(Entries taken from a collection)
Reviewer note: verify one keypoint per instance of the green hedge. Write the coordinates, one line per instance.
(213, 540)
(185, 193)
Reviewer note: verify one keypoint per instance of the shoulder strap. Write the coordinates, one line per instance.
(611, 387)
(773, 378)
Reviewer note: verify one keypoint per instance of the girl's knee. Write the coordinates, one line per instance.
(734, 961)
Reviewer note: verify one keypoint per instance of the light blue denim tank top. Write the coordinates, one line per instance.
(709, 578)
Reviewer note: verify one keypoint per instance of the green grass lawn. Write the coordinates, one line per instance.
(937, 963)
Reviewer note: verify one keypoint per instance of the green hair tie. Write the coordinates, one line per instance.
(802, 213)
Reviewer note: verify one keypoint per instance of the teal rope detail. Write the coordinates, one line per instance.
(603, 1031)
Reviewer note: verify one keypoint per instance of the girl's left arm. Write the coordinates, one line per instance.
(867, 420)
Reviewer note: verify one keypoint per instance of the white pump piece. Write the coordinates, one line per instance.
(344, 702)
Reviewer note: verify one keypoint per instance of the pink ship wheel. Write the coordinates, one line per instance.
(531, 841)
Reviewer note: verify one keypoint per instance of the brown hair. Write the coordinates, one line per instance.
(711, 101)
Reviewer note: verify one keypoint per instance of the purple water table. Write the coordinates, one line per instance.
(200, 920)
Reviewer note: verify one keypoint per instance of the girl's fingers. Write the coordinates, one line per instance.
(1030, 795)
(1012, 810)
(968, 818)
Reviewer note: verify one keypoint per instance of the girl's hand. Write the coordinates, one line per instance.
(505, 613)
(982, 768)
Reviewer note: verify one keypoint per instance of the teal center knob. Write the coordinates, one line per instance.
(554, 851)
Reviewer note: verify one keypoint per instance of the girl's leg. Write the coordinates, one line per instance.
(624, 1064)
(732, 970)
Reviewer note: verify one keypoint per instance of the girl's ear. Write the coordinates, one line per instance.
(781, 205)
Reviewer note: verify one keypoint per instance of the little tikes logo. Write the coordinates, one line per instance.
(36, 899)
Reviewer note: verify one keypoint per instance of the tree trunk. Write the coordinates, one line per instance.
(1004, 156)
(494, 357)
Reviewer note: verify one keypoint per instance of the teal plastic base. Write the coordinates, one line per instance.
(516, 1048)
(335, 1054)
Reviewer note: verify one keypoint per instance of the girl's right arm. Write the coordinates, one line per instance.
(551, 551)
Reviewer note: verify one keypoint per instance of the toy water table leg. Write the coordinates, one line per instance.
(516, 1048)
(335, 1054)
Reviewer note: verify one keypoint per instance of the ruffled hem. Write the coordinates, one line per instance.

### Your goal
Nothing but the lines from the one with "Reviewer note: verify one keypoint per instance of the brown" through the end of the data above should be repeated, each exactly as it stands.

### Solution to this exercise
Reviewer note: verify one keypoint per instance of the brown hair. Write the coordinates, one line per instance.
(711, 101)
Reviewer note: verify one keypoint per instance of the purple water table. Write the coordinates, one line per instance.
(200, 920)
Reviewer note: verify one keypoint per instance of the girl's fingers. Write the coordinates, one line per instance.
(1030, 795)
(1012, 810)
(968, 818)
Reviewer note: verify one keypoint per instance of the girl's hand. Write the coordinates, one line per instance.
(505, 613)
(982, 768)
Reviewer note: verify one keypoint per instance of the teal center knob. Write the coordinates, one line per instance.
(554, 851)
Reviewer note: verify one keypoint per instance of the girl's leg. Write the coordinates, one line per instance.
(624, 1064)
(732, 970)
Reviewer note: verify one keypoint per instance of the girl's ear. Write the coordinates, one line per instance.
(781, 205)
Reviewer note: verify one keypoint per instance of the little tikes logo. Write the coordinates, one line per instance.
(36, 899)
Reviewer note: verify one keypoint per instance of the tree trunk. Write the coordinates, one line per instance.
(1004, 156)
(494, 357)
Reviewer note: verify one keypoint per instance of the teal plastic base. Write the coordinates, one line per instance.
(516, 1048)
(335, 1054)
Reviewer note: verify one keypoint per instance of the girl's right arm. Write the coordinates, one line per instance.
(551, 551)
Reviewer note: verify one keypoint per instance of the toy water table leg. Write the coordinates, one line per instance.
(516, 1048)
(335, 1054)
Reviewer note: verify one keypoint per instance of the ruffled hem. Write the coordinates, one line per instance.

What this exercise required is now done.